Stored entries:
****

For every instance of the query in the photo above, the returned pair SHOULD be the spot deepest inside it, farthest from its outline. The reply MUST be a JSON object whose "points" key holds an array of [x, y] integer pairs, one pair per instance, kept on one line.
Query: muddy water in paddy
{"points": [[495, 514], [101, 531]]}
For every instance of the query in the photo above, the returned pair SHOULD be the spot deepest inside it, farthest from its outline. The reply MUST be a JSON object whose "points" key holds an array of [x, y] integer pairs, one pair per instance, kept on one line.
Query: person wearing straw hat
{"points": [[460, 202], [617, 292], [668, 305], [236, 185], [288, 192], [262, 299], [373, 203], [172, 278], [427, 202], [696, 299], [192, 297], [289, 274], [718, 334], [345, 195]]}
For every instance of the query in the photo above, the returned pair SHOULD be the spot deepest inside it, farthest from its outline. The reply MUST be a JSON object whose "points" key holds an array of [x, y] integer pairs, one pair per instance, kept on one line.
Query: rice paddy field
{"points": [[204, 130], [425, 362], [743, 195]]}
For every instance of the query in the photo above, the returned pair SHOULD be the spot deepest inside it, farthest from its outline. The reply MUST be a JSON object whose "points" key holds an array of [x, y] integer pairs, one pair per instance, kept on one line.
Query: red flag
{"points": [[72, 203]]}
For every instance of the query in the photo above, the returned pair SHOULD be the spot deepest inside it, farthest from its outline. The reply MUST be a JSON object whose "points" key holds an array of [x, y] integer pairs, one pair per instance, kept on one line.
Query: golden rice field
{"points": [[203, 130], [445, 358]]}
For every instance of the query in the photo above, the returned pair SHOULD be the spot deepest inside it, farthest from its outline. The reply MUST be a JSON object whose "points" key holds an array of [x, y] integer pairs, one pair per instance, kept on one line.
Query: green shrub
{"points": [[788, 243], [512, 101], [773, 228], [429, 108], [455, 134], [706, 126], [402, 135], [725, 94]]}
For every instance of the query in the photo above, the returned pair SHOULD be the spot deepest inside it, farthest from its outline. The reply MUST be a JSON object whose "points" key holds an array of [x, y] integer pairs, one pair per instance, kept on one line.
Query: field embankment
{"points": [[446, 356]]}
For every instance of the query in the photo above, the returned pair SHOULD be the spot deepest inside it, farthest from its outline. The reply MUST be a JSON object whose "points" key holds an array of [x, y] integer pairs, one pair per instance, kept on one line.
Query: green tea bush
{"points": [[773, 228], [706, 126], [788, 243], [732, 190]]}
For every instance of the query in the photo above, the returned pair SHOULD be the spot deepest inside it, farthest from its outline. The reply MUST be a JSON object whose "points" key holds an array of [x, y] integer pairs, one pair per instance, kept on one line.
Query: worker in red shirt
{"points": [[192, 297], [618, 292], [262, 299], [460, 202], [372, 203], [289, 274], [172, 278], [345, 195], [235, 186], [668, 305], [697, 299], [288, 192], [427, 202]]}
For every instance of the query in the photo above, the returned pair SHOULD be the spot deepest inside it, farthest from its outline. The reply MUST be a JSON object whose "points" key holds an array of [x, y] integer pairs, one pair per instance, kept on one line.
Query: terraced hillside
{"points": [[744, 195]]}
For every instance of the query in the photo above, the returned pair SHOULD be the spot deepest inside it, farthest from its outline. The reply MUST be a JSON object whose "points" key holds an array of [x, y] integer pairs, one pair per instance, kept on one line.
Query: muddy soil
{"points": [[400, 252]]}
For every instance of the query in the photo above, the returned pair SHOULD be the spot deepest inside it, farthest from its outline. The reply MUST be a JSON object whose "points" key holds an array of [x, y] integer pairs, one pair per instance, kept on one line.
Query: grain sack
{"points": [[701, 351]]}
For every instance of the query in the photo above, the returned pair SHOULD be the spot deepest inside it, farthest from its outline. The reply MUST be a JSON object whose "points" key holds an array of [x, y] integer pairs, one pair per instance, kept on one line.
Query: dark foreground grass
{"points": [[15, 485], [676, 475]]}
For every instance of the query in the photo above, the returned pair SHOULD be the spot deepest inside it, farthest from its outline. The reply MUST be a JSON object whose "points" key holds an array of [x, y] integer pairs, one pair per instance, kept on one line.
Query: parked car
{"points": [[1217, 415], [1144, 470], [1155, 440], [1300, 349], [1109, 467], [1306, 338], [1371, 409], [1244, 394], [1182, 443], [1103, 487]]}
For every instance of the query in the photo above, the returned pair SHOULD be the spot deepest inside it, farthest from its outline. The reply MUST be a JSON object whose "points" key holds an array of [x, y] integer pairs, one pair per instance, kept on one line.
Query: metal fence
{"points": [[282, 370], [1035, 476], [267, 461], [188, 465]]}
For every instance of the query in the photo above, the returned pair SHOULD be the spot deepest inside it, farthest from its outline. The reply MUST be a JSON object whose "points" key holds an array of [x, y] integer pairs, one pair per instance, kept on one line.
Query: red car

****

What the task asks: Gather every line of the rows above that contains the word "rice", copying each line in full. Case counts when matching.

Task response:
Query: rice paddy field
Query: golden rice field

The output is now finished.